**Selected extract**.
Like a stool, each leg is necessary. Capitalist crisis, working class struggle, the intervention of revolutionary organisation.

I would thank you for your comment, it is always worth reviewing and refining.

Take for example, this newly published piece from Michael Roberts;

“The third option was a socialist one – something not adopted then by either Tspiras, Varoufakis or the Syriza left (or it seems as ever viable, according to Mason). This recognised that Greek capitalism would not recover to restore living standards for the majority, whether inside the euro in a Troika programme or outside with its own currency and with no Eurozone support. The socialist solution would be to replace Greek capitalism with a planned economy where the Greek banks and major companies are publicly owned and controlled and the drive for profit is replaced with the drive for efficiency, investment and growth. The Greek economy is small but it is not without an educated people and many skills and some resources beyond tourism. Using its human capital in a planned and innovative way, it could grow. But being small, it would need, like all small economies, the help and cooperation of the rest of Europe.

**Data block**.
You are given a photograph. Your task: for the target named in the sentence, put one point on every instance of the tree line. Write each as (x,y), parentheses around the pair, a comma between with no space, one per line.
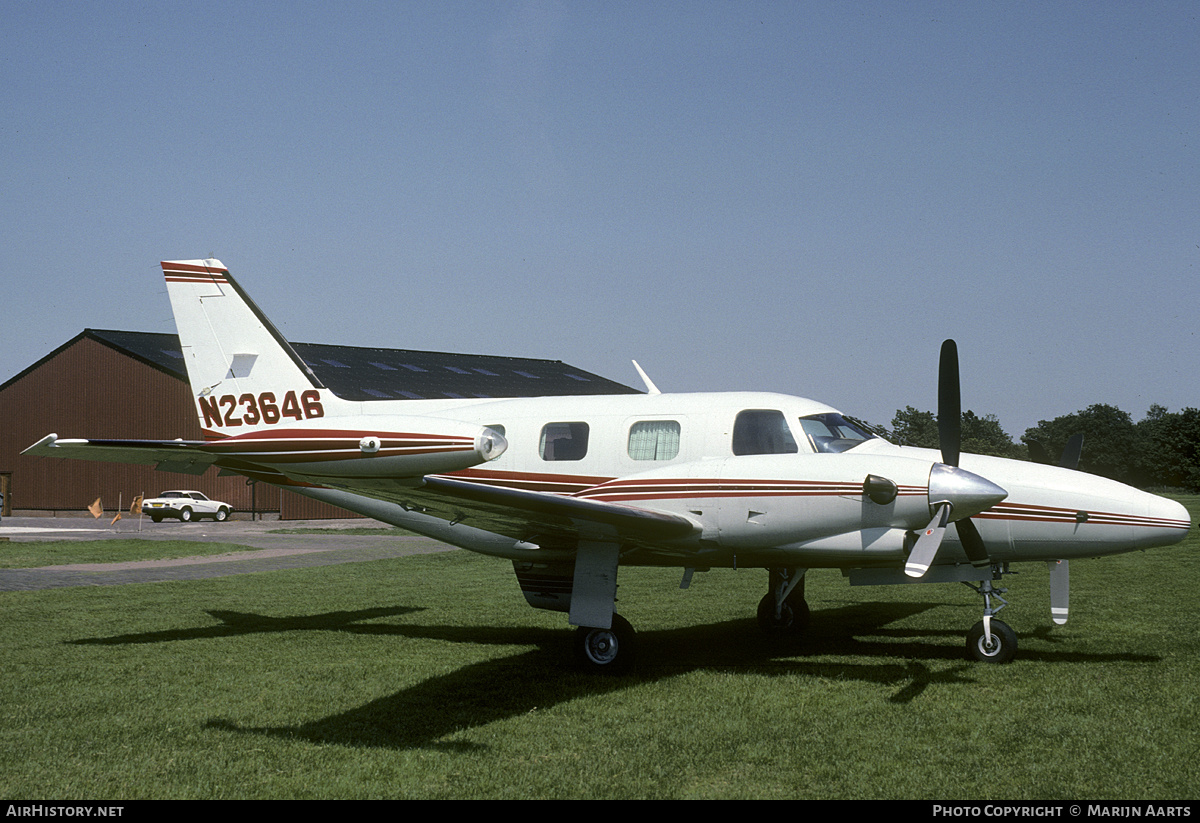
(1161,450)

**Problems to work on**.
[A] Translate this sentence from the passage on Greek capitalism into Spanish: "The Greek economy is small but it is not without an educated people and many skills and some resources beyond tourism."
[B] Copy out the passage on Greek capitalism from "Like a stool, each" down to "reviewing and refining.", substituting "tripod" for "stool".

**Outputs in order**.
[A] La economía griega es pequeña, pero no carece de una población educada, de muchas habilidades y de algunos recursos más allá del turismo.

[B]
Like a tripod, each leg is necessary. Capitalist crisis, working class struggle, the intervention of revolutionary organisation.

I would thank you for your comment, it is always worth reviewing and refining.